#### [Goal of the exercise]
Report every line of the items below that contains the word "rough", copying each line in full. Case counts.

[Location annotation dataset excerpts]
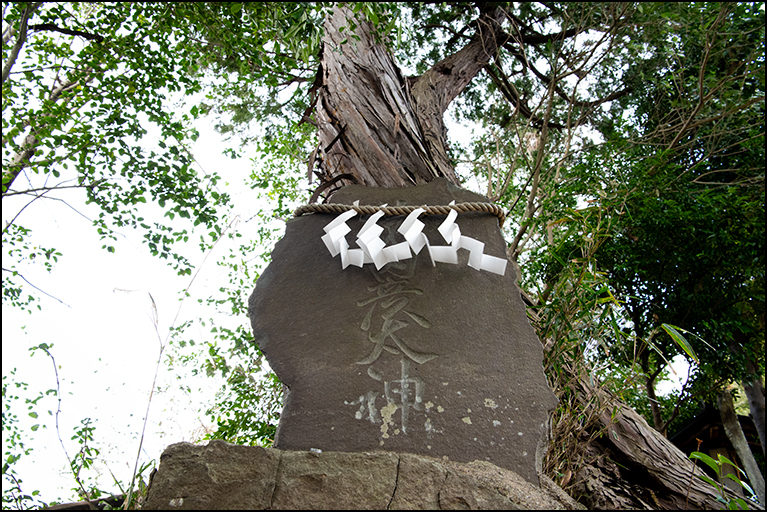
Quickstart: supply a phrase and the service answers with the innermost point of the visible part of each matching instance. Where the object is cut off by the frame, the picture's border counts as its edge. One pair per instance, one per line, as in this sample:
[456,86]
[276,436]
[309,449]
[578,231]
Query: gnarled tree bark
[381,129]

* * *

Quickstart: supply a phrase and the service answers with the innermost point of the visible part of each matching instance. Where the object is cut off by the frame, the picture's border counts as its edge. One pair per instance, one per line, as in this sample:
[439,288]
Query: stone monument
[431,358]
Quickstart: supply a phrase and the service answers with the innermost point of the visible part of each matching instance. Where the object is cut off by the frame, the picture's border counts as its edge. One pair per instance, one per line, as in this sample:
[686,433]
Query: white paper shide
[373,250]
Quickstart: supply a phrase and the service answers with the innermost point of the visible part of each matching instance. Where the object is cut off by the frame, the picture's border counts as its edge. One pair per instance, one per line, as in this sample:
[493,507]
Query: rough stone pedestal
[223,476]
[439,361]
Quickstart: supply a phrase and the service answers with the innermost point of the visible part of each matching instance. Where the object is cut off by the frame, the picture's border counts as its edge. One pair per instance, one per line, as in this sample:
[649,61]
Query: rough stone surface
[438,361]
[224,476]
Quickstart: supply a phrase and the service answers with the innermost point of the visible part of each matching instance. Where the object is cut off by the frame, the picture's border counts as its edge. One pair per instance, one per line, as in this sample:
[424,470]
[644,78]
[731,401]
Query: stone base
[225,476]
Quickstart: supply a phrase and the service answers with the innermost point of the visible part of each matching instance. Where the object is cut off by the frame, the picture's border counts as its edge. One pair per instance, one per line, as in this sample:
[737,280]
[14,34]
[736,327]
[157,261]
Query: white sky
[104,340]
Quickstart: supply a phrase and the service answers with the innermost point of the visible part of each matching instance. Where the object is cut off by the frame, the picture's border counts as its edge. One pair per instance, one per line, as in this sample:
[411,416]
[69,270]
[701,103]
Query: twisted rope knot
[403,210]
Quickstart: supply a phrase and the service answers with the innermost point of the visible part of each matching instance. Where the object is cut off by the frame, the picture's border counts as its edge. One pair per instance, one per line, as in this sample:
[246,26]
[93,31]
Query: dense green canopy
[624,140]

#### [Solution for this task]
Query: rough stone pedestal
Query: rough stone surface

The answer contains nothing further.